◆ **Task to complete**
Give as output the line that contains "If you don't mind, would you find the town", followed by every remaining line of the entries, unchanged and with nothing added.
--- start ---
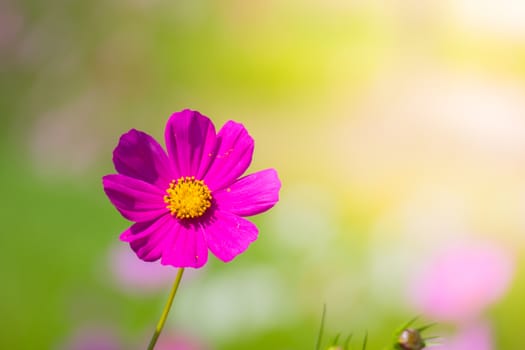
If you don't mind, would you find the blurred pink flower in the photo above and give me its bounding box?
[59,327,123,350]
[410,242,514,322]
[109,245,175,293]
[432,322,493,350]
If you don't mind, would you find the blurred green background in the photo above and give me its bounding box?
[0,0,525,350]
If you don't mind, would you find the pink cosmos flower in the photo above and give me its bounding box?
[102,110,281,268]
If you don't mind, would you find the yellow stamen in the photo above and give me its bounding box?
[164,176,212,219]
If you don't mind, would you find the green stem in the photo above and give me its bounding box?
[148,268,184,350]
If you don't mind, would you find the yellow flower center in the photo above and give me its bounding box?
[164,176,212,219]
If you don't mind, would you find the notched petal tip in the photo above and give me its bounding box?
[113,129,173,188]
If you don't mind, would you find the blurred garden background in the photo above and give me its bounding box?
[0,0,525,350]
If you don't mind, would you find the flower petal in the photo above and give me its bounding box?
[113,129,174,190]
[213,169,281,216]
[204,120,254,191]
[204,210,259,262]
[102,174,167,222]
[129,215,177,261]
[160,222,208,268]
[165,109,217,179]
[120,213,173,242]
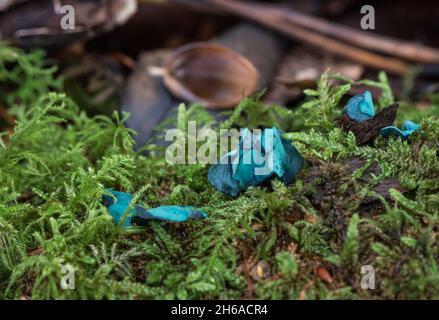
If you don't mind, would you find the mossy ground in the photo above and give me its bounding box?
[0,46,439,299]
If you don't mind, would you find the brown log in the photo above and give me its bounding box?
[206,0,411,75]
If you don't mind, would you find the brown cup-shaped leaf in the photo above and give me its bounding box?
[164,42,259,109]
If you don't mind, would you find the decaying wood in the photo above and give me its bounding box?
[164,42,259,109]
[337,103,398,145]
[121,24,285,147]
[206,0,411,75]
[121,50,178,147]
[0,0,137,47]
[212,23,286,89]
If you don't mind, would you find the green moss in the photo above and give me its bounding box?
[0,47,439,299]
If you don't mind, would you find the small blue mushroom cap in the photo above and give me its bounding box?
[207,128,304,196]
[102,189,207,227]
[342,90,375,122]
[380,120,421,139]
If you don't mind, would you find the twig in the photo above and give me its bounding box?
[207,0,411,75]
[254,3,439,63]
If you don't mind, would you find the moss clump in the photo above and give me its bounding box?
[0,47,439,299]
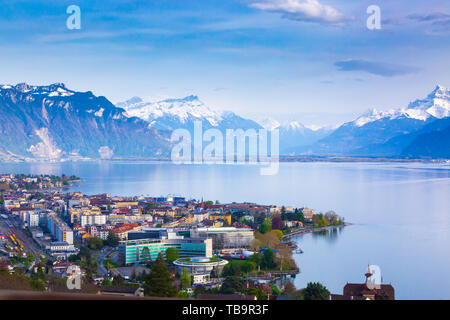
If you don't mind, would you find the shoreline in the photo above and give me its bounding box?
[283,222,352,240]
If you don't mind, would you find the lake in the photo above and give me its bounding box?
[0,162,450,299]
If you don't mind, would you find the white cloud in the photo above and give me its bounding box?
[250,0,351,25]
[98,146,114,160]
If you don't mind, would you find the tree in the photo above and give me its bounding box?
[262,248,276,270]
[258,218,272,234]
[88,237,103,250]
[283,281,297,296]
[277,244,297,271]
[166,248,180,264]
[156,251,166,264]
[255,231,280,248]
[194,284,206,297]
[220,276,244,294]
[144,263,177,297]
[270,230,283,240]
[180,268,192,289]
[105,231,120,247]
[248,253,264,267]
[112,273,124,286]
[272,215,284,230]
[141,247,152,262]
[303,282,330,300]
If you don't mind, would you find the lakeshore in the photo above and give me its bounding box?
[283,222,352,240]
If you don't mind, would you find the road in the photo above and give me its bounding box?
[97,248,113,277]
[0,215,47,263]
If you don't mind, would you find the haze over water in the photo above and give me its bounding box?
[0,162,450,299]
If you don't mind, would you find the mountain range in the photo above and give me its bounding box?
[0,83,450,161]
[296,85,450,158]
[0,83,170,161]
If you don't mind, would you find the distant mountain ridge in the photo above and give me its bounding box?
[0,83,169,161]
[298,85,450,158]
[0,83,450,161]
[116,95,262,132]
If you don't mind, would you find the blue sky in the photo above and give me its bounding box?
[0,0,450,125]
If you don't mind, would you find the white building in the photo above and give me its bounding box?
[27,212,39,228]
[80,214,107,228]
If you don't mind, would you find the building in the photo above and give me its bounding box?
[69,206,102,224]
[119,238,212,265]
[173,257,228,283]
[190,227,255,250]
[330,268,395,300]
[98,286,144,297]
[27,212,39,228]
[128,228,184,240]
[47,213,73,244]
[302,208,316,221]
[80,214,107,227]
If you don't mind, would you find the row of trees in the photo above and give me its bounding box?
[312,211,343,228]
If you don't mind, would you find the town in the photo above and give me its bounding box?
[0,174,390,300]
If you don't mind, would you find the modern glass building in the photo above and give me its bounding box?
[190,227,255,250]
[119,238,212,265]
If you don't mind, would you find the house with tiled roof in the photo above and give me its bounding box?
[330,268,395,300]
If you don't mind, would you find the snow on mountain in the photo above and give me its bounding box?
[121,95,223,127]
[257,118,281,131]
[0,83,170,161]
[116,95,260,131]
[353,85,450,127]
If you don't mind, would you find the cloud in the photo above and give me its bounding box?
[334,59,418,77]
[407,12,450,22]
[406,12,450,33]
[249,0,352,25]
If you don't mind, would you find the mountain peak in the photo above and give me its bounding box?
[0,82,74,96]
--- end ---
◆ **Solution to this problem**
If you don't mind, would you find the town in the photo above and give me its bounding box?
[0,174,390,300]
If you don't mind, would you find the modern glass building in the photo above and give me its bounding box?
[190,227,255,250]
[119,238,212,265]
If you don't mind, would you find the house with tiled roof in the photo above and give me its bounding box?
[330,268,395,300]
If you don't mind, would you find the snow on mountain in the photo above and give me its bounding box?
[121,95,223,127]
[257,118,281,131]
[0,83,170,161]
[116,95,260,131]
[353,85,450,127]
If you don't mind, would you find the cloud in the photo above and give me its bounding box?
[334,59,418,77]
[407,12,450,22]
[406,12,450,33]
[249,0,352,25]
If you don't mind, would you find the mountain peak in the photo above and give me its bounding box?
[0,82,74,96]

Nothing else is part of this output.